**Goal of the exercise**
Render these lines as a numbered list, leaving out the blank lines and covering every item.

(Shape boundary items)
▼
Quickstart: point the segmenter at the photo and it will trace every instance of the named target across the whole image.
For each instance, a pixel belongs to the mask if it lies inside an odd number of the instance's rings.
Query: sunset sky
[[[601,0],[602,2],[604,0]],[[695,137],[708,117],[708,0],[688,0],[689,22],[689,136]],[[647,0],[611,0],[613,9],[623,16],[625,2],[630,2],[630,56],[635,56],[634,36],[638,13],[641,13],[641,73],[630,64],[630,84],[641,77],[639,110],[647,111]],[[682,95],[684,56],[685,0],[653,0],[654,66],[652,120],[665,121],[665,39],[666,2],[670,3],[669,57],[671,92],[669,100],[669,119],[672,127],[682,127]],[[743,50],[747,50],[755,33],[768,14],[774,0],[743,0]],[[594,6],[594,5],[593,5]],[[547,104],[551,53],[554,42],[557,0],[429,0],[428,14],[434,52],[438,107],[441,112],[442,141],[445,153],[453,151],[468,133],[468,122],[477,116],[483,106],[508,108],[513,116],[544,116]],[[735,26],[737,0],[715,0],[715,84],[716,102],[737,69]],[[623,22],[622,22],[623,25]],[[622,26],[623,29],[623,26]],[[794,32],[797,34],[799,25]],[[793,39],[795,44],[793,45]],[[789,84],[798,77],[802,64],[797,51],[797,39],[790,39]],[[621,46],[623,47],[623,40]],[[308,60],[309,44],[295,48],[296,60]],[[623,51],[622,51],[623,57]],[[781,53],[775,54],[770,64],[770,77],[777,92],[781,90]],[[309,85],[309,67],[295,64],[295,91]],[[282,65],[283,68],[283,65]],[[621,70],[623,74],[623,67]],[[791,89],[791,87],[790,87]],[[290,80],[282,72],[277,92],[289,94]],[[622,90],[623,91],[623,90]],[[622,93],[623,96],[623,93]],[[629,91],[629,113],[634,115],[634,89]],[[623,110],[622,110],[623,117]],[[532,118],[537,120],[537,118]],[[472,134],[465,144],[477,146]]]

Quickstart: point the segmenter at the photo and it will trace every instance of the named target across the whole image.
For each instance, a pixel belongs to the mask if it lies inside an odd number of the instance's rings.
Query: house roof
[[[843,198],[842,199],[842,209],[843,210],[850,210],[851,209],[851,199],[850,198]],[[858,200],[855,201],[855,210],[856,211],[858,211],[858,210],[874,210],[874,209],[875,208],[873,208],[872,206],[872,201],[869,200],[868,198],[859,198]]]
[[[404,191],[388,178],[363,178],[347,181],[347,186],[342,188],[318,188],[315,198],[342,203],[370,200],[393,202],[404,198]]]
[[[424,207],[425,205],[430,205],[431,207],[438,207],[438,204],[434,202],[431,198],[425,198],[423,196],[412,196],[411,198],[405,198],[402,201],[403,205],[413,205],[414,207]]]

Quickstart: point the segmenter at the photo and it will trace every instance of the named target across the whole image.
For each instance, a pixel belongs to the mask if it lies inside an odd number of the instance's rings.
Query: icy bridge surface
▲
**Exercise answer**
1. Quickstart: point the segmenter at the photo and it will trace every instance of the named target across the whole image.
2. For each instance, a pixel belongs to the mask if it lies inside an odd number of the instance's rings.
3. Query: sunset sky
4. [[[601,0],[602,2],[604,0]],[[695,137],[708,117],[708,0],[688,0],[689,22],[689,136]],[[647,0],[611,0],[613,9],[623,16],[625,2],[630,2],[630,56],[635,56],[634,36],[638,13],[641,13],[641,73],[630,64],[630,84],[641,77],[639,110],[647,111]],[[682,95],[684,56],[685,0],[653,0],[654,66],[652,120],[665,121],[665,39],[666,2],[670,3],[669,57],[671,92],[669,100],[669,119],[672,127],[682,127]],[[743,50],[747,50],[755,33],[768,14],[774,0],[743,0]],[[594,6],[594,5],[593,5]],[[547,104],[551,53],[554,42],[557,0],[429,0],[428,14],[434,52],[438,107],[441,112],[442,141],[445,153],[453,151],[468,133],[468,122],[477,116],[483,106],[508,108],[513,116],[544,116]],[[735,26],[737,0],[715,0],[715,84],[716,102],[737,69]],[[623,22],[622,22],[623,25]],[[622,26],[623,29],[623,26]],[[794,32],[797,34],[799,25]],[[793,39],[795,44],[793,45]],[[789,84],[798,77],[802,64],[797,51],[797,39],[790,39]],[[621,46],[623,47],[623,40]],[[308,60],[309,44],[295,48],[296,60]],[[623,51],[622,51],[623,57]],[[781,53],[775,54],[770,64],[770,77],[777,92],[781,90]],[[309,85],[309,67],[295,64],[295,91]],[[282,65],[283,68],[283,65]],[[621,70],[623,74],[623,67]],[[791,89],[791,87],[790,87]],[[290,80],[282,72],[277,92],[289,94]],[[622,90],[623,91],[623,90]],[[622,93],[623,96],[623,93]],[[629,91],[629,113],[634,115],[634,89]],[[623,110],[622,110],[623,117]],[[532,118],[537,120],[537,118]],[[472,134],[465,144],[477,146]]]
5. Quickstart: point the segmenter at the photo and it will trace every instance of the named target across the whole image.
6. For each instance, a pixel belongs to the mask if it lies inside an odd number of the instance's rings.
7. Query: house roof
8. [[[843,198],[842,199],[842,209],[843,210],[850,210],[851,209],[851,199],[850,198]],[[858,200],[855,201],[855,210],[856,211],[858,211],[858,210],[874,210],[874,209],[875,208],[873,208],[872,206],[872,201],[869,200],[868,198],[859,198]]]
9. [[[404,191],[388,178],[363,178],[347,181],[347,186],[342,188],[318,188],[315,198],[342,203],[370,200],[393,202],[404,198]]]
10. [[[424,207],[425,205],[430,205],[431,207],[438,207],[438,204],[434,202],[431,198],[425,198],[423,196],[412,196],[411,198],[405,198],[402,201],[403,205],[413,205],[414,207]]]
11. Quickstart: point the segmenter at the photo and it will trace every instance of the named target across the whole image.
12. For each instance, a pixel belongs to the mask if it lies inside an odd number of the instance's rings.
13. Query: icy bridge surface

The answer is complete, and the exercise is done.